* begin *

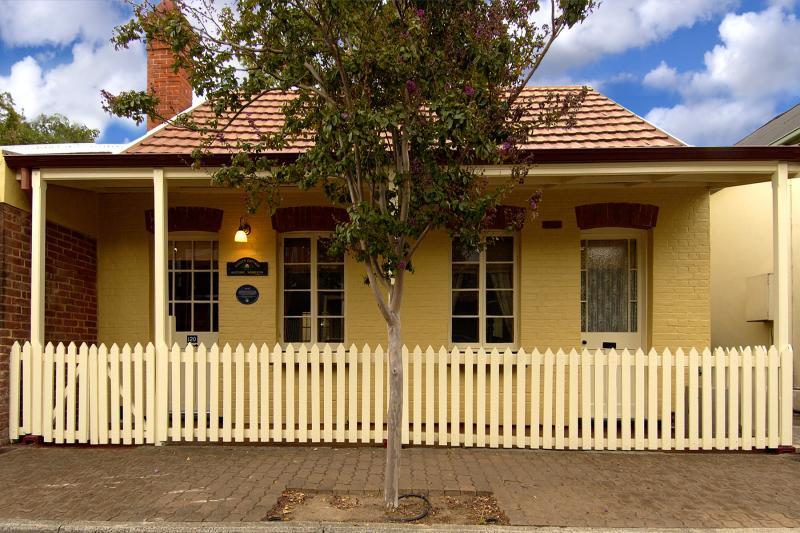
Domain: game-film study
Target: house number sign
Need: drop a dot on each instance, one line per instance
(247, 294)
(247, 266)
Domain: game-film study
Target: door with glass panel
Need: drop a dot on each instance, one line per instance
(194, 291)
(612, 290)
(313, 291)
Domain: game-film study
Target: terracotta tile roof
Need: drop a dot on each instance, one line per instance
(600, 123)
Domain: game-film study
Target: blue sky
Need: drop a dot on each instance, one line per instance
(707, 71)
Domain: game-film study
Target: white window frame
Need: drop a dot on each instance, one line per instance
(314, 315)
(642, 271)
(194, 236)
(514, 344)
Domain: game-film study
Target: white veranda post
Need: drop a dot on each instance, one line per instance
(38, 230)
(160, 307)
(781, 226)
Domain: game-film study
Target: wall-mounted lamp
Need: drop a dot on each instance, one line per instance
(243, 231)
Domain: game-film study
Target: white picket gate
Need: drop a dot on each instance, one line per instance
(728, 399)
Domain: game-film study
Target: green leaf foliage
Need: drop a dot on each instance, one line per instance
(44, 129)
(403, 100)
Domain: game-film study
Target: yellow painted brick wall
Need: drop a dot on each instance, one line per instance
(679, 281)
(123, 269)
(549, 278)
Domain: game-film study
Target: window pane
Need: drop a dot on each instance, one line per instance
(330, 303)
(461, 255)
(202, 255)
(182, 254)
(499, 303)
(330, 277)
(331, 330)
(583, 285)
(296, 303)
(297, 250)
(465, 276)
(202, 317)
(583, 316)
(323, 252)
(297, 277)
(500, 249)
(183, 317)
(297, 329)
(607, 282)
(500, 276)
(500, 329)
(465, 302)
(202, 285)
(465, 330)
(183, 285)
(583, 255)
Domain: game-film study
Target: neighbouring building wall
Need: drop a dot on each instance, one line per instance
(741, 246)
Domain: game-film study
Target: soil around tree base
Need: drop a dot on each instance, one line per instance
(294, 505)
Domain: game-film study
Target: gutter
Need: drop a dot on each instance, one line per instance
(541, 156)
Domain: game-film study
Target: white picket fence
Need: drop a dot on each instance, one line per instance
(728, 399)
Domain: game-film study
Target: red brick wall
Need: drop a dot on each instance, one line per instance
(70, 289)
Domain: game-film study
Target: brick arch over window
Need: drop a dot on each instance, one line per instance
(616, 215)
(187, 218)
(307, 218)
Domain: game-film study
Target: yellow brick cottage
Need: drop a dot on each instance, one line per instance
(617, 259)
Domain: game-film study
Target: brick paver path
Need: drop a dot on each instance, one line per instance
(233, 483)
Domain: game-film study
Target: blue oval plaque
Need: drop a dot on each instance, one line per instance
(247, 294)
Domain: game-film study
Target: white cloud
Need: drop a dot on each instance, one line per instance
(57, 22)
(711, 122)
(73, 89)
(663, 77)
(619, 25)
(756, 64)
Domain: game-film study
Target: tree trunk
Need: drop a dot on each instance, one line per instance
(395, 415)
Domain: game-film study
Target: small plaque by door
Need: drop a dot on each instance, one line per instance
(247, 294)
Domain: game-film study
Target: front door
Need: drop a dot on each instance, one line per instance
(194, 291)
(612, 290)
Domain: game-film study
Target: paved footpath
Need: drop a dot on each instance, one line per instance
(241, 483)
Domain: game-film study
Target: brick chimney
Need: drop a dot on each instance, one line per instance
(172, 89)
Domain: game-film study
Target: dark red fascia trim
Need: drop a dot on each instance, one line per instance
(545, 156)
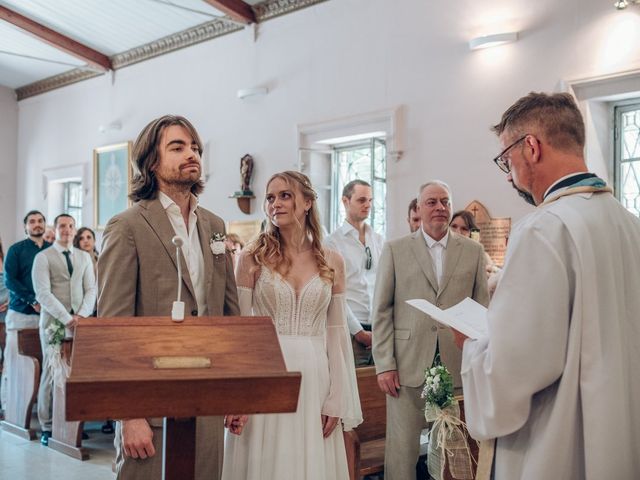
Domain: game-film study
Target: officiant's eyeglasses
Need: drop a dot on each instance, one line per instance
(502, 161)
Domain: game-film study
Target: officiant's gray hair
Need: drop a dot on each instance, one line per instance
(440, 183)
(556, 116)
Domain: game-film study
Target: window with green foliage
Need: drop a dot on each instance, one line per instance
(627, 156)
(364, 161)
(72, 201)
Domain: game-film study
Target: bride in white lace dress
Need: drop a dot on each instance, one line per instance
(287, 275)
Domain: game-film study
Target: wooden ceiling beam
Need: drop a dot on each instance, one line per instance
(92, 57)
(236, 9)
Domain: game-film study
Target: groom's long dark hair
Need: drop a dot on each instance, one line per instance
(144, 184)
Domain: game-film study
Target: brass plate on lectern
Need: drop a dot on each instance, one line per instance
(181, 362)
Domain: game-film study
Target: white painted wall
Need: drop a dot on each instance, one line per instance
(8, 162)
(338, 59)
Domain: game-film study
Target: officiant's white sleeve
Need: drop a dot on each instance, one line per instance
(528, 331)
(343, 400)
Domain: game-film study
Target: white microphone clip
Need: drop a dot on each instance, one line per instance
(177, 311)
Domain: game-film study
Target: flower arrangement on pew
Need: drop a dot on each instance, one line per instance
(56, 334)
(447, 438)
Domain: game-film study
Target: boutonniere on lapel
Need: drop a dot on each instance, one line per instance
(218, 247)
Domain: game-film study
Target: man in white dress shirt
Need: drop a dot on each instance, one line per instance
(361, 247)
(65, 287)
(556, 380)
(413, 217)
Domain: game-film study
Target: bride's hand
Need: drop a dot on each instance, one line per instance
(235, 423)
(328, 424)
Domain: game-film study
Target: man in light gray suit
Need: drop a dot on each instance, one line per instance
(65, 287)
(443, 268)
(137, 275)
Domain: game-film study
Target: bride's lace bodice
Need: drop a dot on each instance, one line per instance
(294, 313)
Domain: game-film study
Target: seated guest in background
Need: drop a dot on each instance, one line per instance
(556, 378)
(4, 293)
(85, 240)
(413, 217)
(463, 223)
(360, 246)
(24, 309)
(65, 287)
(443, 269)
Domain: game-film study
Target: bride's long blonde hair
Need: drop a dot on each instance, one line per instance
(267, 249)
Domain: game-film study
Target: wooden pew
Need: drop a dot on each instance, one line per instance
(365, 444)
(23, 381)
(66, 436)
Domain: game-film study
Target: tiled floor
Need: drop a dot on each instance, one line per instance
(24, 460)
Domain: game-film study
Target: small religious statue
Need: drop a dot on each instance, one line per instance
(246, 169)
(245, 194)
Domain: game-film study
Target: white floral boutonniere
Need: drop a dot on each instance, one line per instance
(218, 247)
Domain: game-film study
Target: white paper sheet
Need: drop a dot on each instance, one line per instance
(468, 316)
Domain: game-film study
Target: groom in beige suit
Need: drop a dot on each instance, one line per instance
(137, 275)
(443, 268)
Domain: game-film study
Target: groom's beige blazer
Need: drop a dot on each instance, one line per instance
(404, 339)
(137, 274)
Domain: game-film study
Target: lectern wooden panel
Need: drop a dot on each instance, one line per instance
(66, 436)
(140, 367)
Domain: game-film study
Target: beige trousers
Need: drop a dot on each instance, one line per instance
(209, 453)
(405, 422)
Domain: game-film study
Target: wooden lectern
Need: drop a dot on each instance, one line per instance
(142, 367)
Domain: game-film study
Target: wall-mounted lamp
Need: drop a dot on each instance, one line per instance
(252, 92)
(112, 127)
(622, 4)
(488, 41)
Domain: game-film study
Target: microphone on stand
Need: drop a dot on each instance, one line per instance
(177, 311)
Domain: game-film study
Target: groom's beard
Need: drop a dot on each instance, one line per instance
(526, 196)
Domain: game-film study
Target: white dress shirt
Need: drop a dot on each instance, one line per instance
(191, 248)
(437, 250)
(359, 282)
(41, 277)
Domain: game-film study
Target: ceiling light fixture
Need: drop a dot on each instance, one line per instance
(252, 92)
(622, 4)
(488, 41)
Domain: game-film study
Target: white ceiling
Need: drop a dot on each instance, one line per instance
(109, 27)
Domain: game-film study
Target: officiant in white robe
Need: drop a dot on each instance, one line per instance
(556, 380)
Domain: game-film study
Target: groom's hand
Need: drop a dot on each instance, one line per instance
(137, 438)
(458, 338)
(389, 382)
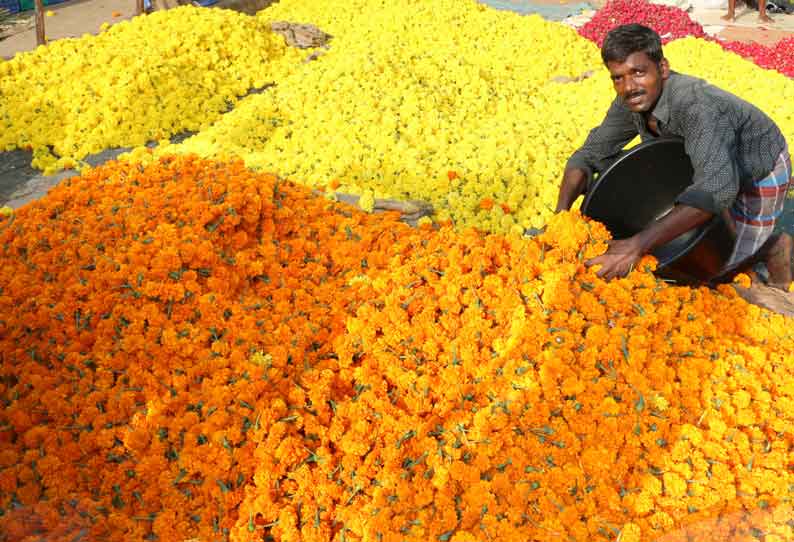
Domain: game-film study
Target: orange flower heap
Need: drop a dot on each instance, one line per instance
(158, 323)
(192, 350)
(501, 391)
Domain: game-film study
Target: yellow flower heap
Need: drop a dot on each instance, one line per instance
(138, 81)
(449, 102)
(411, 91)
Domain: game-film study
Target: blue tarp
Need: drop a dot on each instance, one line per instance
(547, 11)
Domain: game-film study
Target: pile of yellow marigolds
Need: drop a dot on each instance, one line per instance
(195, 346)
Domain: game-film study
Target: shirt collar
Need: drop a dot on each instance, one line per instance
(662, 109)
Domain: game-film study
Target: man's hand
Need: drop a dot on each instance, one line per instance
(622, 254)
(619, 259)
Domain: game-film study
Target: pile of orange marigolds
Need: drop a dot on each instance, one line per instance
(194, 351)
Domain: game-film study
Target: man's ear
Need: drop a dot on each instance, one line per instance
(664, 66)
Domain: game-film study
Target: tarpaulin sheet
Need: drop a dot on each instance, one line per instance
(555, 12)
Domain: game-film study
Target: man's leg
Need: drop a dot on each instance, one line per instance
(755, 214)
(776, 254)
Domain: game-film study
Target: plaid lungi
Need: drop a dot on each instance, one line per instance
(756, 211)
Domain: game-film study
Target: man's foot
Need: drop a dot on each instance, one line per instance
(778, 262)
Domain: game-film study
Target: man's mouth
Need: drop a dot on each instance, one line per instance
(635, 98)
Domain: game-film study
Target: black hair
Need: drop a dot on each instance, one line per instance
(628, 39)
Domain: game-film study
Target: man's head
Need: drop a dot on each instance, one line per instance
(633, 55)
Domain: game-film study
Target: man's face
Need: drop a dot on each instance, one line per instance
(639, 80)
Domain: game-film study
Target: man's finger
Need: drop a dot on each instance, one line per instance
(594, 261)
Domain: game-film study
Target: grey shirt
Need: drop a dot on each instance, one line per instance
(731, 142)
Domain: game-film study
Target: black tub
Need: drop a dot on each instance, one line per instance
(641, 186)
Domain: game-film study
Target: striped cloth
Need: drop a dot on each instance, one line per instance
(756, 211)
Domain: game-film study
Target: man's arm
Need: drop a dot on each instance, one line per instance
(710, 142)
(624, 254)
(602, 143)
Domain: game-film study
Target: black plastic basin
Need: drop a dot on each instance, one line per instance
(641, 186)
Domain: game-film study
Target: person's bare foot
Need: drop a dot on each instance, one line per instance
(778, 262)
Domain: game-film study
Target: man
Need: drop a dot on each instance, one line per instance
(741, 162)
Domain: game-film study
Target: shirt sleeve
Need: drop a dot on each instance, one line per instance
(710, 142)
(605, 141)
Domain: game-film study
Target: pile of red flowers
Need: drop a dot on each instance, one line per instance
(779, 57)
(669, 22)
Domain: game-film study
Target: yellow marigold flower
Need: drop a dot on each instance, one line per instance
(630, 533)
(743, 280)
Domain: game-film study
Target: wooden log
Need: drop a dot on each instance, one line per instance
(41, 38)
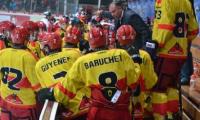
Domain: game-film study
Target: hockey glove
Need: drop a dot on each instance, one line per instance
(151, 47)
(45, 93)
(134, 52)
(137, 91)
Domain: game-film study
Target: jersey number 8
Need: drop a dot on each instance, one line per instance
(11, 81)
(108, 81)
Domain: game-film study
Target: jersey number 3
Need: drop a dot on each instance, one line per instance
(11, 81)
(108, 81)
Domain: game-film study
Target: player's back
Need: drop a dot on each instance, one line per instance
(18, 78)
(108, 68)
(54, 67)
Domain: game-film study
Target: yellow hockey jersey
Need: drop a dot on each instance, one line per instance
(54, 67)
(174, 26)
(147, 69)
(34, 47)
(106, 71)
(18, 79)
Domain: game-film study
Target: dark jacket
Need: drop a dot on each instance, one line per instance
(133, 19)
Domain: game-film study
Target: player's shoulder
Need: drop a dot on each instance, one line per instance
(102, 53)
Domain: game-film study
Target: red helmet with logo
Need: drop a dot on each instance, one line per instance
(62, 20)
(73, 35)
(41, 25)
(97, 38)
(41, 35)
(83, 16)
(30, 26)
(6, 26)
(19, 35)
(52, 40)
(126, 34)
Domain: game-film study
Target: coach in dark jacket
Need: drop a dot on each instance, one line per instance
(126, 16)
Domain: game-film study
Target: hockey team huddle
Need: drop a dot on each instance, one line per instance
(93, 69)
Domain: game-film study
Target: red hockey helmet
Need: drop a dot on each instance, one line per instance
(73, 35)
(41, 26)
(30, 26)
(19, 35)
(97, 37)
(126, 34)
(6, 27)
(52, 40)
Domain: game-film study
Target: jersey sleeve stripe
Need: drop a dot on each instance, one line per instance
(65, 91)
(166, 27)
(36, 87)
(194, 32)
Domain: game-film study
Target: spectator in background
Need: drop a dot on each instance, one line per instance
(126, 16)
(13, 5)
(145, 8)
(187, 69)
(197, 10)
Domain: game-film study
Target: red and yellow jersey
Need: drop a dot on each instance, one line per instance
(18, 78)
(2, 45)
(60, 32)
(54, 67)
(103, 72)
(147, 69)
(34, 46)
(86, 32)
(174, 26)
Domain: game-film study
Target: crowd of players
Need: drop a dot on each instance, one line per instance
(83, 64)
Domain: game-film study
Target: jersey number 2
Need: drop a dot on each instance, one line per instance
(11, 81)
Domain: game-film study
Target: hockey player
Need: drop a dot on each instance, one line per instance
(126, 36)
(110, 76)
(174, 29)
(33, 30)
(55, 65)
(18, 79)
(6, 28)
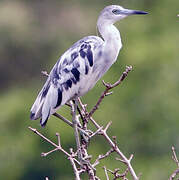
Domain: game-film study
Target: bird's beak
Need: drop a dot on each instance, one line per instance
(132, 12)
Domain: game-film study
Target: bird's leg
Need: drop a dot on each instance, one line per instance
(75, 126)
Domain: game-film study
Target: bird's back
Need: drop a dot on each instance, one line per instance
(72, 75)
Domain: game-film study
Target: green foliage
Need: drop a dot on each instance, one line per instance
(144, 109)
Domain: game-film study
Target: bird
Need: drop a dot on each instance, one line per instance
(82, 65)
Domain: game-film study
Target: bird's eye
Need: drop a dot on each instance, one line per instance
(116, 11)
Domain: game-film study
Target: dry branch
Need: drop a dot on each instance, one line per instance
(82, 162)
(175, 159)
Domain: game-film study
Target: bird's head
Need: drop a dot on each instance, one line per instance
(114, 13)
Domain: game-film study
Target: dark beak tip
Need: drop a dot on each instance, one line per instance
(140, 12)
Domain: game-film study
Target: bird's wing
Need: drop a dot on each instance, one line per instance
(64, 79)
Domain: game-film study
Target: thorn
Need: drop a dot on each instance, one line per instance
(43, 154)
(131, 157)
(109, 93)
(109, 124)
(45, 73)
(107, 85)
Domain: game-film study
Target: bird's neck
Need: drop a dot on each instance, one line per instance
(112, 39)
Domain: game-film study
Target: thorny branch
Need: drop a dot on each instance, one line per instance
(175, 159)
(109, 87)
(82, 164)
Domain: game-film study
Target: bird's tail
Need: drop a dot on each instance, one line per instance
(47, 102)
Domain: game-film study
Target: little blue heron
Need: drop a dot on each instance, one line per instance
(82, 65)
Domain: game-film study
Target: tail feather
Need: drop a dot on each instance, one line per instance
(36, 110)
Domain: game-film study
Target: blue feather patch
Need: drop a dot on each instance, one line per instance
(76, 73)
(90, 56)
(59, 100)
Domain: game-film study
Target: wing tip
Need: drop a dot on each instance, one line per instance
(43, 123)
(32, 116)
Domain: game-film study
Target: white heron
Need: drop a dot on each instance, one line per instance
(82, 65)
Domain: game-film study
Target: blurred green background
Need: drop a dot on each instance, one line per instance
(143, 109)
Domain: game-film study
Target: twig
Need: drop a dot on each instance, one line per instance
(174, 156)
(117, 150)
(106, 173)
(101, 156)
(75, 126)
(117, 175)
(58, 147)
(108, 88)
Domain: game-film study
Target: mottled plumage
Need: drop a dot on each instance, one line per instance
(81, 66)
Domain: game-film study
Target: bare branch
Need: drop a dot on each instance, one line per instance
(174, 156)
(101, 156)
(108, 88)
(106, 173)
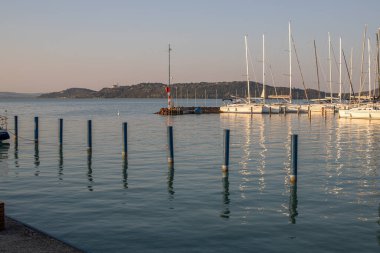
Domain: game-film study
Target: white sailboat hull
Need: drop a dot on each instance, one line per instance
(250, 109)
(360, 113)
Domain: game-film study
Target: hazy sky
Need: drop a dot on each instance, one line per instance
(49, 45)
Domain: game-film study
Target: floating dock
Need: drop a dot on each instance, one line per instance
(188, 110)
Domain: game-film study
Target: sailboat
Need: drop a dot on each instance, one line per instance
(370, 110)
(246, 105)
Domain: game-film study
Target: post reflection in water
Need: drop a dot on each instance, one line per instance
(293, 202)
(378, 232)
(226, 197)
(60, 166)
(89, 172)
(36, 159)
(171, 180)
(125, 173)
(16, 154)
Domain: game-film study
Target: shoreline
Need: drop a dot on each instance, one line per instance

* end *

• [Problem requirements]: Show every line of the items above that contains the string "lace", matching case exactly.

• [Result of the exercise]:
Target: bride in white lace dress
Target: bride's lace bodice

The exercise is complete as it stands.